▼

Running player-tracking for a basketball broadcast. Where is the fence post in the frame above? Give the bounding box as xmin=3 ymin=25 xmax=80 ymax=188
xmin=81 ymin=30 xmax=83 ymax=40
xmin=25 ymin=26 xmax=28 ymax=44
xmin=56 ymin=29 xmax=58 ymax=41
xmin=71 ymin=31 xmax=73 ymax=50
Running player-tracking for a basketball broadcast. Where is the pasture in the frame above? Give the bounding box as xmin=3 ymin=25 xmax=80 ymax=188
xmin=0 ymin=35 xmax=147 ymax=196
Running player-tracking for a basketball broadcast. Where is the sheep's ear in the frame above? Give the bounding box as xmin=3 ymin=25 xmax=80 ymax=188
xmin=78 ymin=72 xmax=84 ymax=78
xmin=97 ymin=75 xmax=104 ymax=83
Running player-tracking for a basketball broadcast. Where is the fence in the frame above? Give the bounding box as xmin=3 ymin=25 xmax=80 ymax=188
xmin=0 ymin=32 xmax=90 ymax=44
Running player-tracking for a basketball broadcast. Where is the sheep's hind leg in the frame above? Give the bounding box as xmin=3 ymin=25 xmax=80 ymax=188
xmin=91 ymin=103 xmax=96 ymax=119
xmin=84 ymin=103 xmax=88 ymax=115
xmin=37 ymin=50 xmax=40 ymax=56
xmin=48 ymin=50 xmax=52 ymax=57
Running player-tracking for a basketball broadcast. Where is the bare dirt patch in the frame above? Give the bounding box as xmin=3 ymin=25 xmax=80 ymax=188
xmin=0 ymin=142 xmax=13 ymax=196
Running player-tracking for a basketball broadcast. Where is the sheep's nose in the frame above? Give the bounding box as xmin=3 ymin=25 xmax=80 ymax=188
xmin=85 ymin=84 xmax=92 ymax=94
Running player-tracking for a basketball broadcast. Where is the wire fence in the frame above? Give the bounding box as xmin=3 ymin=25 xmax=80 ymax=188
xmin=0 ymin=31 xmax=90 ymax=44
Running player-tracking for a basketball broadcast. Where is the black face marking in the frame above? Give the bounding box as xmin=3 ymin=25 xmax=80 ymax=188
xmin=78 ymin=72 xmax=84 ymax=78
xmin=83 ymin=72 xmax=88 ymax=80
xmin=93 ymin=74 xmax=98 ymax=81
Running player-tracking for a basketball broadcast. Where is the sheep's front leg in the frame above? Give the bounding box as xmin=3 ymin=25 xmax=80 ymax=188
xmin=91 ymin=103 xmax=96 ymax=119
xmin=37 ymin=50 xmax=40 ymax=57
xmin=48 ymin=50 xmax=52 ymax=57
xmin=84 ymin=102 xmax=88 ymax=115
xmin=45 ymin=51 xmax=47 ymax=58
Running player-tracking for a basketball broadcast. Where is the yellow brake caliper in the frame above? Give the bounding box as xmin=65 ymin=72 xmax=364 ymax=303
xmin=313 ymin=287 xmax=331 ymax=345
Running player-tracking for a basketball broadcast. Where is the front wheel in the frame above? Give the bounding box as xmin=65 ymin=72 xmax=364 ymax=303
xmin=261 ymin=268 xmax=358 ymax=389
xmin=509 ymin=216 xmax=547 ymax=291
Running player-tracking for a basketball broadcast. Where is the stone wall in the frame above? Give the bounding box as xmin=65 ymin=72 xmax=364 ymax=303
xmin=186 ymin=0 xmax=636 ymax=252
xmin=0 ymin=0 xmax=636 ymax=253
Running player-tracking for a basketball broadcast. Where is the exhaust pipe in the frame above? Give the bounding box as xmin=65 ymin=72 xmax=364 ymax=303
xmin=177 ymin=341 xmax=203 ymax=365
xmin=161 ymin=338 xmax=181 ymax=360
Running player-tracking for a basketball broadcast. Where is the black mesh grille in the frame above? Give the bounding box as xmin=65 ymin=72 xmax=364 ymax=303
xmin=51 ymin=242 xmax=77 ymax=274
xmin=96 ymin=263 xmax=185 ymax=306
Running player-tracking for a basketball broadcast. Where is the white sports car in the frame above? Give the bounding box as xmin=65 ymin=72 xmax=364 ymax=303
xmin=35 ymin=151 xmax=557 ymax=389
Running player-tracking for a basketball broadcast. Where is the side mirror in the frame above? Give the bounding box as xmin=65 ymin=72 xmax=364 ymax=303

▲

[CHALLENGE]: Write out the entries above without any change, from the line containing "is the front" down through the final line of the entries, both included.

[SOLUTION BELOW]:
Running player-tracking for a basketball broadcast. Where is the front wheel in the frame above? Give the bounding box as xmin=65 ymin=72 xmax=364 ymax=303
xmin=261 ymin=268 xmax=358 ymax=389
xmin=509 ymin=216 xmax=547 ymax=291
Running player-tracking for a basketball broadcast. Where is the stone wall in the frame above? Give the bounding box as xmin=65 ymin=72 xmax=364 ymax=303
xmin=186 ymin=0 xmax=636 ymax=252
xmin=0 ymin=0 xmax=636 ymax=253
Running player-tracking for a basketball broadcast. Where is the exhaust pipe in the frame above? Give the bounding box as xmin=65 ymin=72 xmax=364 ymax=303
xmin=177 ymin=341 xmax=203 ymax=365
xmin=161 ymin=338 xmax=181 ymax=360
Running player-tracking for a basketball broadcast. Where is the black mesh grille in the frame above? Give the bounding box as xmin=65 ymin=72 xmax=364 ymax=303
xmin=51 ymin=242 xmax=77 ymax=274
xmin=96 ymin=263 xmax=185 ymax=306
Running player-tracking for a basketball broadcast. Where is the white sports car in the frame above? Give the bounding box as xmin=65 ymin=72 xmax=364 ymax=303
xmin=35 ymin=151 xmax=557 ymax=389
Running player-tracking for a basketball broadcast. Where is the side mirror in the frame above? Give the bounding box as xmin=65 ymin=72 xmax=364 ymax=303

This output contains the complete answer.